Required task ▸
Reproduce the records below word for word, omitting the pictures.

Listed records ▸
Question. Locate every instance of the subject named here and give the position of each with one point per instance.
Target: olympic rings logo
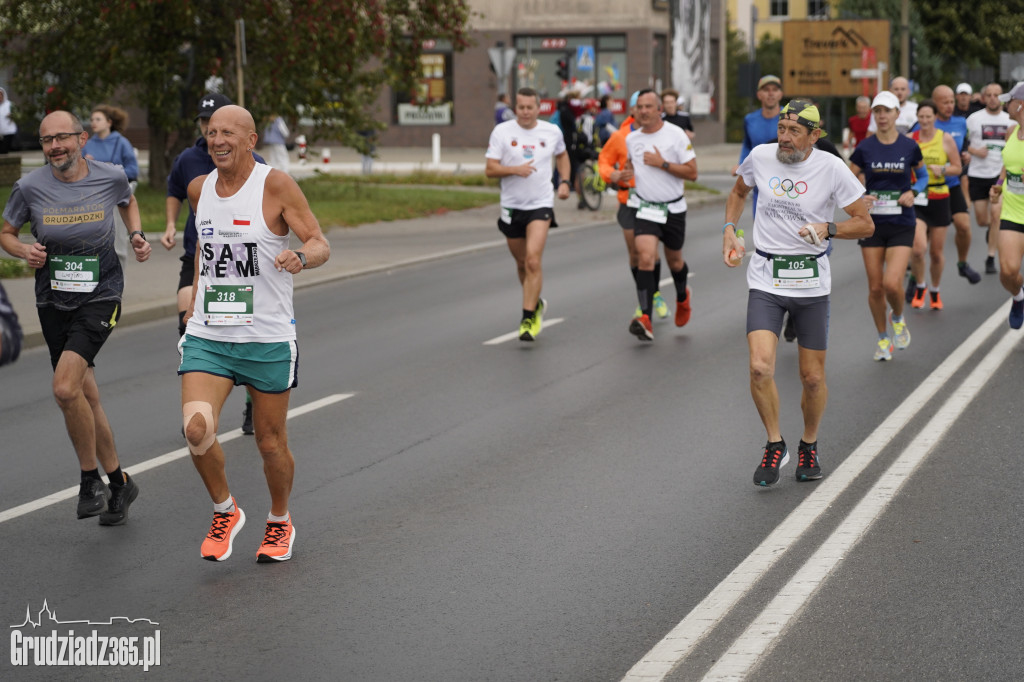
(786, 187)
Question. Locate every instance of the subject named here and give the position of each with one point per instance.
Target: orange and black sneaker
(278, 542)
(919, 298)
(683, 309)
(218, 543)
(641, 328)
(807, 461)
(775, 457)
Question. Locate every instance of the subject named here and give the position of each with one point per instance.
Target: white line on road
(70, 493)
(515, 335)
(682, 639)
(759, 637)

Task response ▸
Question. Locate every instance of the subject named here and give the position of each with one point per instance.
Target: olympic rings logo
(786, 187)
Question. Locate every instance of the subject named here and give the position of each with one point per instance.
Target: orange and black sneaker
(278, 542)
(919, 298)
(683, 309)
(218, 543)
(641, 328)
(807, 461)
(775, 457)
Question. Locate every instance of the subject named here and give the position of each with one point per instance.
Target: white line on road
(70, 493)
(515, 335)
(682, 639)
(759, 637)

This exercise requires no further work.